#### Your objective
Restate every entry word for word.

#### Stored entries
((

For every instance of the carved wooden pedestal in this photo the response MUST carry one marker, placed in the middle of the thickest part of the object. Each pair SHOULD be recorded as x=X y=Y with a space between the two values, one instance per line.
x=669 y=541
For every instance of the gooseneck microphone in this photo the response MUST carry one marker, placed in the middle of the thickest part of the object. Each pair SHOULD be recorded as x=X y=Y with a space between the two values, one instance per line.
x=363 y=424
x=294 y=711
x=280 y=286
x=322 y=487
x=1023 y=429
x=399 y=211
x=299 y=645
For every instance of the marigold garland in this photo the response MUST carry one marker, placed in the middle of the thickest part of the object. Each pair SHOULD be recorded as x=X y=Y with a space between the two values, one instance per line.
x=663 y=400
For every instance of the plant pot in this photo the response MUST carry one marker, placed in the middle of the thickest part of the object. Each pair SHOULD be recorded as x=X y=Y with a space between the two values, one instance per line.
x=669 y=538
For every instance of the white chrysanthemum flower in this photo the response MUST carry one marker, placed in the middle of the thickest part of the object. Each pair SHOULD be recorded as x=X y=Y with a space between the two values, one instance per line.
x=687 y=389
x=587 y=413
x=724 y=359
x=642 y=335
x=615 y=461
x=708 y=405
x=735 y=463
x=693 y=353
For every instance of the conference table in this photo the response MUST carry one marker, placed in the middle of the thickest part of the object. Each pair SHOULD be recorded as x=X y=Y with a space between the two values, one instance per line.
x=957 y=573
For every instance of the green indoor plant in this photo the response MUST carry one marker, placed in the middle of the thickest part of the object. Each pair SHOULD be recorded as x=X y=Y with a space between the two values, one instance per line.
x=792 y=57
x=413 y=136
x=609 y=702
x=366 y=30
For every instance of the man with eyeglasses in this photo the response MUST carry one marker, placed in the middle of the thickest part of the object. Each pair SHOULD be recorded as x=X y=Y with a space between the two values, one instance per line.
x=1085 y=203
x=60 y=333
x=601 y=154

))

#### Full solution
For every instance of the carved wooden pedestal in this photo the response MUST carry one marker, placed in the middle of the thickest part of the object. Each pair SHOULD be recorded as x=X y=Y with a space between the two values, one instance per line.
x=669 y=541
For every instance of the gooseneck microphone in this photo the response MUST carry one marker, placed in the middle of the thickest part of the object. Each pair SHOULD be recorded as x=X y=Y with a space between the two values, one instance per line.
x=363 y=424
x=294 y=711
x=280 y=286
x=322 y=487
x=1023 y=429
x=399 y=211
x=299 y=645
For every instance of the marigold garland in this photo the response MUST carry one marker, placed in the middle of the thickest part of the object. Each pair SHOULD be recorded as x=X y=Y with a space between the two values, one instance per line.
x=663 y=400
For every instance of the plant pot in this photo the response MUST carry one marker, placed in the middle of the thickest part of the object. Each pair SHOULD be recorded as x=X y=Y with a space between the two values, one instance per line.
x=669 y=538
For every instance of the white chrysanthemum flower in this photo the response MUST carry one marker, placed in the middle of the thickest part of the object. Each pair SHOULD be recorded as x=X y=Y with a space between the two values, one instance per line.
x=687 y=389
x=587 y=413
x=724 y=359
x=642 y=335
x=615 y=461
x=708 y=405
x=735 y=463
x=693 y=353
For every instance of the conference table in this photo the response MUST carry one marker, placed in the middle of the thickest part of the object. Each pair SHOULD be recorded as x=X y=Y with a space between the two values, one instance per line.
x=957 y=573
For every instance of the green indoor plant in this photo the response MUST carry one marker, placed in the middle of the thickest part of the object. Each pair SHOULD be recorded as x=X y=Y with a space between the two values, one instance per line.
x=792 y=57
x=413 y=136
x=609 y=702
x=366 y=30
For every instance of the man with eyeglasses in this photo the response MUST carry one marker, placed in the middle of the thickest part of the object. Each pair SHOULD be recorded as x=X y=Y with a space between the two values, one instance per line.
x=1085 y=203
x=60 y=333
x=601 y=154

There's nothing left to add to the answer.